## ASSIGNED TASK
Within the data below, copy each line where the string "coordinate" is found.

## SUPPLIED MATERIAL
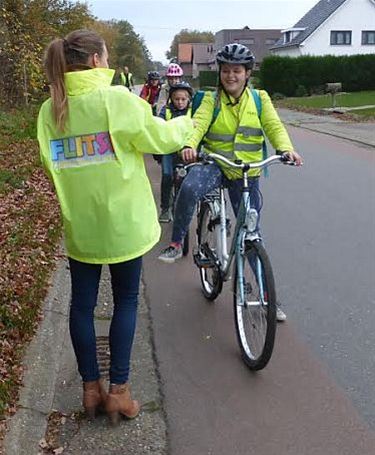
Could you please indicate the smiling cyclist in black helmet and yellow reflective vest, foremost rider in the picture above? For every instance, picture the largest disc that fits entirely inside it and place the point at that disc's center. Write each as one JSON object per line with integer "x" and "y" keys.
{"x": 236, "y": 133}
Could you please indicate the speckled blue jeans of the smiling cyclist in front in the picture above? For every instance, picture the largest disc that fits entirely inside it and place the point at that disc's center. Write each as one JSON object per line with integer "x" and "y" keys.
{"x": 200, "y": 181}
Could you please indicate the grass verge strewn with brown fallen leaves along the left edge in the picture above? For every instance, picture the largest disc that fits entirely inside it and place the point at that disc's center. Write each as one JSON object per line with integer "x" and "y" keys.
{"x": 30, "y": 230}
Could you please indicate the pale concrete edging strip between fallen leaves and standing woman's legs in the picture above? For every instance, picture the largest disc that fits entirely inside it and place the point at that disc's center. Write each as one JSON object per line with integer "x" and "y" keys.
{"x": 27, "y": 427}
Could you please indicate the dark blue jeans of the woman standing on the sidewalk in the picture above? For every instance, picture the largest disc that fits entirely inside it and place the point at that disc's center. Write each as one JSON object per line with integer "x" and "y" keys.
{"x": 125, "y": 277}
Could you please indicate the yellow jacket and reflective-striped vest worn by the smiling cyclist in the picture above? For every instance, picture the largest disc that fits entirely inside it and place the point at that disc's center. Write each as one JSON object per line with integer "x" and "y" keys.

--

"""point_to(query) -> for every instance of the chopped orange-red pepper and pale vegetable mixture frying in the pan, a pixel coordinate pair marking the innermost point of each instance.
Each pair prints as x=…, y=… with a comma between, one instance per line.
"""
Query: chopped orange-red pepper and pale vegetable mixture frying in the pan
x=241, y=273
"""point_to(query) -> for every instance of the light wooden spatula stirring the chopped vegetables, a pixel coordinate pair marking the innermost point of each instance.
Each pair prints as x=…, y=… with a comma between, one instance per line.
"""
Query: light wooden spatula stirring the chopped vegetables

==

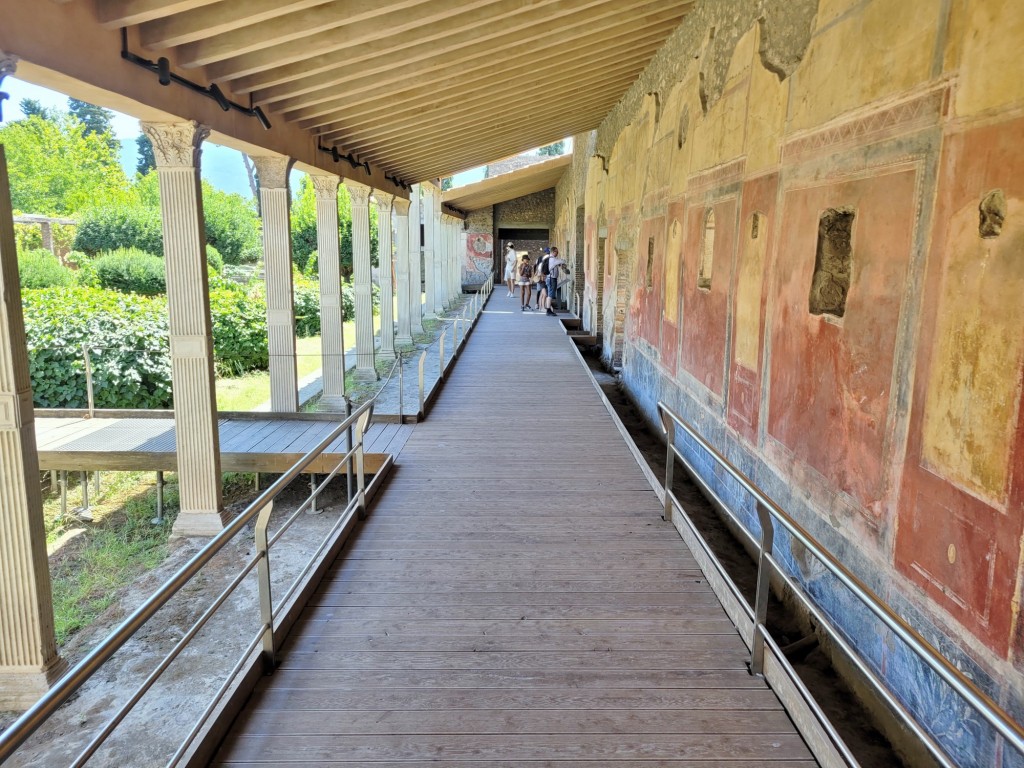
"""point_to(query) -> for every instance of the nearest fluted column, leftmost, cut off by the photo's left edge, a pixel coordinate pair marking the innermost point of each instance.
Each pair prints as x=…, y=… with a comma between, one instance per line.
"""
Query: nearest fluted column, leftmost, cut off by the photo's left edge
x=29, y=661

## RESULT BELOW
"""point_to(query) -> for every instance of the chopped orange-red pepper and pale vegetable mixture frying in the pan, a pixel coordinate pair marking the innermost point of each instance.
"""point_to(query) -> for every instance of the light wooden spatula stirring the chopped vegetables, a pixel coordinate pair marking the innermost point of each instance.
"""point_to(query) -> for every instance of the nearest fluted column, leftmost, cut off by the photo's left edge, a pixel coordinate pair marking the innermost point of each instance.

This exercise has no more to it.